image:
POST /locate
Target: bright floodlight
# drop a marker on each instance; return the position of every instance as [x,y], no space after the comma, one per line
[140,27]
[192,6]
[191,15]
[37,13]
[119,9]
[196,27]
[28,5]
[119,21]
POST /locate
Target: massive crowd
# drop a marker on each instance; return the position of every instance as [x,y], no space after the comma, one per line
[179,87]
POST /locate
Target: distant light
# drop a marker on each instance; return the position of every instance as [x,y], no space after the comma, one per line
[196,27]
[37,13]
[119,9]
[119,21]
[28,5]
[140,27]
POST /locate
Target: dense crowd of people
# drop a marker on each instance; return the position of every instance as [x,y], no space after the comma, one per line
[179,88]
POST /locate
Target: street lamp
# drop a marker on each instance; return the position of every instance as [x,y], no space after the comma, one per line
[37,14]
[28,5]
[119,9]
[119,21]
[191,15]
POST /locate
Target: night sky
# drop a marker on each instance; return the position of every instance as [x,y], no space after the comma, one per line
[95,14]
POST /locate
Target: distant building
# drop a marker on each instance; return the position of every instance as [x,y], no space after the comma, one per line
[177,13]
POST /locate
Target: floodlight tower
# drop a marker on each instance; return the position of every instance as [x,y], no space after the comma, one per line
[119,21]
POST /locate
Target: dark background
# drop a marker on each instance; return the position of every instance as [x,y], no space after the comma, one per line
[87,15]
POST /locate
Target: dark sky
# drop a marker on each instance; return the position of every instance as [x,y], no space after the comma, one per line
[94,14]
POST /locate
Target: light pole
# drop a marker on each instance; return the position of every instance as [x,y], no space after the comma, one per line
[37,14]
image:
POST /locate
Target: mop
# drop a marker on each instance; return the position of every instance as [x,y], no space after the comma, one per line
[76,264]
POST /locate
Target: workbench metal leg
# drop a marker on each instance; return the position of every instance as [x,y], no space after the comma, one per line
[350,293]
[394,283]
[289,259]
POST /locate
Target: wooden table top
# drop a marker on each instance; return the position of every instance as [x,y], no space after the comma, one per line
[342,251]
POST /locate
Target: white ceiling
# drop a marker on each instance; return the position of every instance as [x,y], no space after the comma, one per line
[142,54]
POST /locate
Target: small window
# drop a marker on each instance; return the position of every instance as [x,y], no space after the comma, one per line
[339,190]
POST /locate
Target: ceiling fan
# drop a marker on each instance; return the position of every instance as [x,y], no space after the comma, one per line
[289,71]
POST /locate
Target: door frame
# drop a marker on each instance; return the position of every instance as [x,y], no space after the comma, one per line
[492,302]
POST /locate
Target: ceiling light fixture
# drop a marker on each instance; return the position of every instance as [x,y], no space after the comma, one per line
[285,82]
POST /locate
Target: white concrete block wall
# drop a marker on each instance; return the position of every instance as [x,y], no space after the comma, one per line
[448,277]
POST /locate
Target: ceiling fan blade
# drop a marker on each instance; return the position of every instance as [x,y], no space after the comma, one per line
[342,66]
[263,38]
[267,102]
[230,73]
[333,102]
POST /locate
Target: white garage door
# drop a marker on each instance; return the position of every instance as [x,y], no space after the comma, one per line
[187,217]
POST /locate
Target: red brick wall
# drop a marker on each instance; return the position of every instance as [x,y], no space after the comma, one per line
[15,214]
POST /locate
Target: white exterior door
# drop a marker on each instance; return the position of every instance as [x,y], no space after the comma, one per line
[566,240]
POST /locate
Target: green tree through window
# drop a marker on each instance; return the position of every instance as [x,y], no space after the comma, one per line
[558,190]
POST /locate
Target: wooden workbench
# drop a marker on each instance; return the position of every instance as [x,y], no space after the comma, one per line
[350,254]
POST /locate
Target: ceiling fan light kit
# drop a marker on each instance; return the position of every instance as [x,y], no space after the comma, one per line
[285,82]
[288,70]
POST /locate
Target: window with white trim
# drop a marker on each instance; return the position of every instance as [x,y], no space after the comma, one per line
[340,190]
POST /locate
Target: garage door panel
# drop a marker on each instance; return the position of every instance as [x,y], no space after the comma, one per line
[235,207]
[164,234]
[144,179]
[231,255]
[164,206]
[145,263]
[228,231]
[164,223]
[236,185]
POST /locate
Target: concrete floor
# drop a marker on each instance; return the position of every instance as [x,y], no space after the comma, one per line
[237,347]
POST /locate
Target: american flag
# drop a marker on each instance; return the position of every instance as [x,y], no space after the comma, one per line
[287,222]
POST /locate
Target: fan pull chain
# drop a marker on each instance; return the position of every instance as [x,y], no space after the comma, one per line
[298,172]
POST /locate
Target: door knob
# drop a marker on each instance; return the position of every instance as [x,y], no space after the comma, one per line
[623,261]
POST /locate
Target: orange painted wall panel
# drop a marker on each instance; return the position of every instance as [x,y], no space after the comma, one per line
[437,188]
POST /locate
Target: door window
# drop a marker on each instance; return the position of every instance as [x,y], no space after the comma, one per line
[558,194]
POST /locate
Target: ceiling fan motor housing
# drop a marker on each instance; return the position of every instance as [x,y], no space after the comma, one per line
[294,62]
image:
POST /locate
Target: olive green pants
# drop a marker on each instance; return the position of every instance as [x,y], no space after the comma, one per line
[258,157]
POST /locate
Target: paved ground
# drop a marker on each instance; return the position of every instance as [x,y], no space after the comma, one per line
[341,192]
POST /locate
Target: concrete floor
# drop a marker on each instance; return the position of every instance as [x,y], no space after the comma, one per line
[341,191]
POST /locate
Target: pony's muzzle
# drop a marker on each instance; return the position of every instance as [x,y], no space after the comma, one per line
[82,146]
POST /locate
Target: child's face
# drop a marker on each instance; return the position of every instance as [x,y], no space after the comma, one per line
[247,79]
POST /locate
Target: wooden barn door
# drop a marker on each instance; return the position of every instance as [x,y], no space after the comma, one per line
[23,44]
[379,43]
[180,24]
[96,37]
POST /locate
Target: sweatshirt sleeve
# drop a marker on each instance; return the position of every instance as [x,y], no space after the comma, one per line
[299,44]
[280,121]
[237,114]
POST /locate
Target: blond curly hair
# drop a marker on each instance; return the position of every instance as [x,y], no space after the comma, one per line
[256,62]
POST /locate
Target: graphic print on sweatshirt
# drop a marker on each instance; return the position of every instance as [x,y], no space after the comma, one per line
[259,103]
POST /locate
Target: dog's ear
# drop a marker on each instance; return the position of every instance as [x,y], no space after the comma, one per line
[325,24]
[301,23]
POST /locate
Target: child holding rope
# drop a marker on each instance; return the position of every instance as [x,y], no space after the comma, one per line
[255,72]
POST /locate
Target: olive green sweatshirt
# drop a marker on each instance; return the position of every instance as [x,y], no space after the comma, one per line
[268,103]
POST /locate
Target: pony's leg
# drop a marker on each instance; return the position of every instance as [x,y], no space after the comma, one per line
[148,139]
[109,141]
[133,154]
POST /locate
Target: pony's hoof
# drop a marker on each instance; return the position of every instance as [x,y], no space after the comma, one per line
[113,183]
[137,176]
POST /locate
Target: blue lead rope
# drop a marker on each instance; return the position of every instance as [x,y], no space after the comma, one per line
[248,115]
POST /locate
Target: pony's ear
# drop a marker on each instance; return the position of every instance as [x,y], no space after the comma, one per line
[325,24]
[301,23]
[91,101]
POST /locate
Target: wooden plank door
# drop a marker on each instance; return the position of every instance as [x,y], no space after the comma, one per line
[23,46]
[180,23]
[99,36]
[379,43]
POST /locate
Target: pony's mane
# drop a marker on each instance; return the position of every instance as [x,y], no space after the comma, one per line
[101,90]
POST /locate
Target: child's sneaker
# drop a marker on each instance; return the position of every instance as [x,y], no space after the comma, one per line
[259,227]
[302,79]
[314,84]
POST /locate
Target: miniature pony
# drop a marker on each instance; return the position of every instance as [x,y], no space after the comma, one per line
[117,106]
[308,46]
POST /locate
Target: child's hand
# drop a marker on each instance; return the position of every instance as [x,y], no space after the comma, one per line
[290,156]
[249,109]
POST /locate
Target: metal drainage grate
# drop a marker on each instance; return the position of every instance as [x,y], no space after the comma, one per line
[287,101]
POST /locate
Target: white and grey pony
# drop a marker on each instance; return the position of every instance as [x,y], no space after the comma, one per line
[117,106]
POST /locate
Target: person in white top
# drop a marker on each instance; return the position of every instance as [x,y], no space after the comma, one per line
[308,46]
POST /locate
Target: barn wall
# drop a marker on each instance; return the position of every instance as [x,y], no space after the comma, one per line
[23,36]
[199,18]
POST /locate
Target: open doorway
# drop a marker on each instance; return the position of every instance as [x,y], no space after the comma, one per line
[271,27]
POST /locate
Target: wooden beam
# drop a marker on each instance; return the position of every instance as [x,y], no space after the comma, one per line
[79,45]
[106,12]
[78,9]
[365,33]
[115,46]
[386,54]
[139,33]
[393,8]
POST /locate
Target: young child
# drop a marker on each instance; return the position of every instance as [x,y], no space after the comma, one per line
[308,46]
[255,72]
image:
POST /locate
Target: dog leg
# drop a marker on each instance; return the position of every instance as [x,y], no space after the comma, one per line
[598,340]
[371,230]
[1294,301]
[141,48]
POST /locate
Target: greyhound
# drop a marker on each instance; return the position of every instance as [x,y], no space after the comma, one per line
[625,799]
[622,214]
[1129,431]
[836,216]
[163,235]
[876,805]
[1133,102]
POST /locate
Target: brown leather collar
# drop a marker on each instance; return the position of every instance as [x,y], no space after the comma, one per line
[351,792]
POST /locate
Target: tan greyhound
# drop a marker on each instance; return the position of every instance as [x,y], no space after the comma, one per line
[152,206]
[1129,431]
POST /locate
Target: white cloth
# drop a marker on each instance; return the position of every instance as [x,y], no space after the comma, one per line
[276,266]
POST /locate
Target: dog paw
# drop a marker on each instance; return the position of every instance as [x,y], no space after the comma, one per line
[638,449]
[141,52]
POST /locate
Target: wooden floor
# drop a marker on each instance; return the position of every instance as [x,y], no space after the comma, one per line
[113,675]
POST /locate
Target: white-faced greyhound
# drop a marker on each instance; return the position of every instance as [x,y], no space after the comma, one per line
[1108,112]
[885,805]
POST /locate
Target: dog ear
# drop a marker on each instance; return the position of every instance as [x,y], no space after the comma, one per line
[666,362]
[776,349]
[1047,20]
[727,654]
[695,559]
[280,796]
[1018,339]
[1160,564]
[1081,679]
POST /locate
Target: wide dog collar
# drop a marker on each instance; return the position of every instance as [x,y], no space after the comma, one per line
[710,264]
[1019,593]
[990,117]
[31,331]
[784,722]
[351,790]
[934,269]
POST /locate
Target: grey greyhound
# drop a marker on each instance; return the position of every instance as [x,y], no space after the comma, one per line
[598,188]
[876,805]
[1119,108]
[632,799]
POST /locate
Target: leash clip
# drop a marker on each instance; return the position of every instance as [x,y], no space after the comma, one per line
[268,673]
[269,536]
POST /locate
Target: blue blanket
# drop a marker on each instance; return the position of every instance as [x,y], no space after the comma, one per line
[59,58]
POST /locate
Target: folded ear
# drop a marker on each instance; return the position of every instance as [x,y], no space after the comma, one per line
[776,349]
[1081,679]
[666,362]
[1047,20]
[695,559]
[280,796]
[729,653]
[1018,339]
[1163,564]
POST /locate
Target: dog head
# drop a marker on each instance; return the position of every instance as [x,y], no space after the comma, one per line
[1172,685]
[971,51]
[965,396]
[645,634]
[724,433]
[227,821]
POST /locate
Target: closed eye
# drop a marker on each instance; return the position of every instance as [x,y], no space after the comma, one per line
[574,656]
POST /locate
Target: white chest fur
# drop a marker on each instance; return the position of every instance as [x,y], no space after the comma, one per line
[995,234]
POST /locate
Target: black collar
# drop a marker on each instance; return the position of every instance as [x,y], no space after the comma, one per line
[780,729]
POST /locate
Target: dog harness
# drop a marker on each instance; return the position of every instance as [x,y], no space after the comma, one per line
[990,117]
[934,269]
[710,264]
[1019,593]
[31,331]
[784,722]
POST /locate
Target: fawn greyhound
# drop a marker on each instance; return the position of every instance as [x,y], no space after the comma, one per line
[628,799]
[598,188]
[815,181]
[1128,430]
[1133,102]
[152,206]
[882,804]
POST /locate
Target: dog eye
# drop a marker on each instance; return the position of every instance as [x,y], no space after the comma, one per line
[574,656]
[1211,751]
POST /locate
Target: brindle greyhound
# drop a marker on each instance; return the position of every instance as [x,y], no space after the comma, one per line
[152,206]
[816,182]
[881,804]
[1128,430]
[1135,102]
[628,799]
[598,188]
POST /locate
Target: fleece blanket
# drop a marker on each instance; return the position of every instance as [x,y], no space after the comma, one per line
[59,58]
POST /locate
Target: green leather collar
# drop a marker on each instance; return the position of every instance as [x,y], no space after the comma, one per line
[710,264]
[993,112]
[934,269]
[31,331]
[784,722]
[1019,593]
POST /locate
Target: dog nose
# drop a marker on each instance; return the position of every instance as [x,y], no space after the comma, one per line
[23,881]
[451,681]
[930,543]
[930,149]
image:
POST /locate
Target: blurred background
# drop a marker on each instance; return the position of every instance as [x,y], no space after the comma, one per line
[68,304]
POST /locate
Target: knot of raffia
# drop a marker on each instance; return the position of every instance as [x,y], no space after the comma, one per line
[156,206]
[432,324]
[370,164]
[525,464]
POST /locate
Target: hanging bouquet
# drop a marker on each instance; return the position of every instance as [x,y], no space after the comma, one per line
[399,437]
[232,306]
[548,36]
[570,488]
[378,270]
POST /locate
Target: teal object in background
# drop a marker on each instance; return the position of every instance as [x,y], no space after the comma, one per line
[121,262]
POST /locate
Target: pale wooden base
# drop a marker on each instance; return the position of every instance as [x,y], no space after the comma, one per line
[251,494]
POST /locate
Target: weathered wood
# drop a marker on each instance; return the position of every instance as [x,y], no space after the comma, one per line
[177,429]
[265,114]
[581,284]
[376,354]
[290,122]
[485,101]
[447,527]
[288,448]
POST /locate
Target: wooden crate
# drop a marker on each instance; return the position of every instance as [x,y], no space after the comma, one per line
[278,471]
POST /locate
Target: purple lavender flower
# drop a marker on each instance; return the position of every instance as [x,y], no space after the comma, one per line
┄┄┄┄┄┄┄┄┄┄┄┄┄┄┄┄┄┄┄┄
# What you have to do:
Filter the data above by the word "rope" and copy every line that matches.

# Answer to the exercise:
Target: child holding rope
Target: blue lead rope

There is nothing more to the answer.